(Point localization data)

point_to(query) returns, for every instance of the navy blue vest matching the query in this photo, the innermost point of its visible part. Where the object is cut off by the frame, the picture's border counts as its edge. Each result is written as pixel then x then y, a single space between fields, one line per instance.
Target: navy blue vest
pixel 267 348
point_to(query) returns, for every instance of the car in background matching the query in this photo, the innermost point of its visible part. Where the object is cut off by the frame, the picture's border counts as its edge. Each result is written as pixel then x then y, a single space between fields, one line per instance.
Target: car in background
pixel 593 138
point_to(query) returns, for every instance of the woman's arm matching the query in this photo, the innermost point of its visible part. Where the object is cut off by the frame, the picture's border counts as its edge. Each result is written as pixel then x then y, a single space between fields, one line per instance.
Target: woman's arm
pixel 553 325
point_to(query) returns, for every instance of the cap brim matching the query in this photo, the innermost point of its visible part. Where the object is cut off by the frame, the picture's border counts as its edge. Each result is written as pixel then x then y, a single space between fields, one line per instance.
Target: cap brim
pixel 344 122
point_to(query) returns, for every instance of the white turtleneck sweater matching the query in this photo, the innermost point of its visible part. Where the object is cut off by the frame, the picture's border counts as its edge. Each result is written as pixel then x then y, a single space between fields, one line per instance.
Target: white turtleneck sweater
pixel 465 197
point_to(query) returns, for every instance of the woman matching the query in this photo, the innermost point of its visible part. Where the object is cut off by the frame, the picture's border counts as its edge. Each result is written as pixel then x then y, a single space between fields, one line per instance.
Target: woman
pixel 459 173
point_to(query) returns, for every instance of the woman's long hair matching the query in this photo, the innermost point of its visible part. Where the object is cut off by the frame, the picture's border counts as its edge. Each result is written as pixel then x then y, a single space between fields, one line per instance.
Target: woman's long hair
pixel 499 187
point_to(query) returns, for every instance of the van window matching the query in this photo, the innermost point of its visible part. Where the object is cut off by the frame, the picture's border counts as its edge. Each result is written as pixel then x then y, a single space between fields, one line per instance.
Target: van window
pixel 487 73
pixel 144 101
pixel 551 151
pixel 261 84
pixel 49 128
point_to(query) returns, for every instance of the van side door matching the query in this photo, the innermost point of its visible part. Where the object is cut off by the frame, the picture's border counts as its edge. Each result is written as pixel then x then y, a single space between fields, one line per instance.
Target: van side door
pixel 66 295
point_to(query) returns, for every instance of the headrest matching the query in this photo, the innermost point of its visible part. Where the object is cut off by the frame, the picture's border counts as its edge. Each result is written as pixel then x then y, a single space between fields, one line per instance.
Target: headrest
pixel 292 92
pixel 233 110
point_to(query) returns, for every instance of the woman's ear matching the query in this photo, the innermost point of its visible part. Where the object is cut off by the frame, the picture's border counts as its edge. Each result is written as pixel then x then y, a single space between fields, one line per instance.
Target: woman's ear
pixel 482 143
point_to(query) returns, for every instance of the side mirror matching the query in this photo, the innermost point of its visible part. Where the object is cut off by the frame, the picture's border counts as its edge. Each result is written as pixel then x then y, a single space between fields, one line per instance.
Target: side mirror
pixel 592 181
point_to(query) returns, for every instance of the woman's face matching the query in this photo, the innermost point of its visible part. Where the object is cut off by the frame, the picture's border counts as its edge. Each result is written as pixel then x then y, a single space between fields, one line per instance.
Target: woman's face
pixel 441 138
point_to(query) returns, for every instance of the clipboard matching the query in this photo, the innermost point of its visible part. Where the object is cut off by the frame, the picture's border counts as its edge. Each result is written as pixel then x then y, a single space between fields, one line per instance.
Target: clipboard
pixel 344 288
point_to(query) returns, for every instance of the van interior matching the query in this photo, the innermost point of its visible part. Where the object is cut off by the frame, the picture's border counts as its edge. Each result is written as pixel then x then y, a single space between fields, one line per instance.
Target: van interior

:: What you have to do ::
All of the entries should be transcribed exactly as they appear.

:: Result of this exercise ::
point_to(query) returns, for every instance of the navy blue vest matching the query in this photo, the innermost point of its visible part. Where the object is cut off by the frame, the picture's border counts as its edge. Each result is written as pixel then x then y, a single space between fields, one line per instance.
Target: navy blue vest
pixel 267 348
point_to(query) returns, for every instance of the car in background matching the query in this photo, the innermost point of its visible part. Where the object is cut off by the frame, the picture's border counts as its edge. Each result is written as pixel then x then y, a single space between fields, one line per instance.
Target: car in background
pixel 593 138
point_to(query) returns, for every instance of the woman's arm matching the query in this photo, the innermost point of its visible part. Where the object is cut off by the frame, the picture's border counts as its edge. Each result is written as pixel then x then y, a single space between fields, one line per instance.
Target: woman's arm
pixel 553 325
point_to(query) returns, for every instance of the cap brim matching the query in this photo, the innermost point of its visible part. Where the object is cut off by the frame, the picture's border counts as its edge. Each result is written as pixel then x then y, a single space between fields, one line per instance.
Target: cap brim
pixel 344 122
point_to(query) returns, for every instance of the white turtleneck sweater matching the query in this photo, the innermost point of its visible part. Where the object is cut off by the frame, the picture's border counts as its edge. Each result is written as pixel then x then y, a single space between fields, one line per instance.
Target: white turtleneck sweater
pixel 465 197
point_to(query) returns, for every instance of the woman matching the query in this photo, the innermost point of its visible part. Where the object is cut off by the frame, the picture's border counts as its edge. Each result is written as pixel then x then y, a single space between fields, one line per instance.
Target: woman
pixel 459 173
point_to(query) returns, for every instance of the woman's long hair matching the query in this photo, the innermost point of its visible part. Where the object is cut off by the frame, the picture's border counts as its edge. Each result is written as pixel then x then y, a single space between fields, one line per instance.
Target: woman's long hair
pixel 499 187
point_to(query) returns, for every instance of the van window matching the query in this photo, the innermost point of its visible part. Where the object is cut off by the frame, the picture's border counts as its edge. Each result is written as pixel then x then y, a single space between fields, one line per instance.
Target: van window
pixel 487 73
pixel 144 101
pixel 551 151
pixel 261 84
pixel 49 128
point_to(query) returns, for every instance of the van side door matching the query in this photo, the innermost point of its visible part. Where the object is cut off by the frame, the picture's border counts as its edge. Each result is written as pixel then x then y, a single space between fields, one line per instance.
Target: van side door
pixel 66 295
point_to(query) returns, for every instance of the headrest matching the query in this photo, the innermost point of its visible part. Where the object is cut off by the frame, the picture's border counts as its edge. Each result is written as pixel then x then y, a single space between fields, one line per instance.
Target: headrest
pixel 292 92
pixel 233 110
point_to(query) returns, for every instance of the woman's ear matching the query in this photo, the innermost point of its visible part. Where the object is cut off by the frame, the picture's border counts as its edge. Each result is written as pixel then x then y, a single space between fields, one line per instance.
Target: woman's ear
pixel 482 143
point_to(query) returns, for every instance of the side mirror matching the query in this photo, the innermost point of its visible part. Where the object is cut off by the frame, the picture's border counts as its edge. Each result is written as pixel then x then y, a single space between fields, one line per instance.
Target: side mirror
pixel 592 181
point_to(query) returns, for every instance of the woman's face matching the query in this photo, the innermost point of its visible part. Where the object is cut off by the frame, the picture's border counts as its edge. Each result is written as pixel then x then y, a single space between fields, one line per instance.
Target: woman's face
pixel 441 138
point_to(query) returns, for every instance of the clipboard matching the query in this photo, the innermost point of its visible part. Where the object is cut off by the frame, the picture's border counts as its edge. Each result is written as pixel then x then y, a single space between fields, one line per instance.
Target: clipboard
pixel 344 288
point_to(query) returns, for every instance of the van interior matching the query in this photo, the innermost point of its visible part. Where the object is cut off by the frame, the picture's border counts as its edge. Each result is written as pixel then x then y, a single space between fields, one line per instance.
Target: van interior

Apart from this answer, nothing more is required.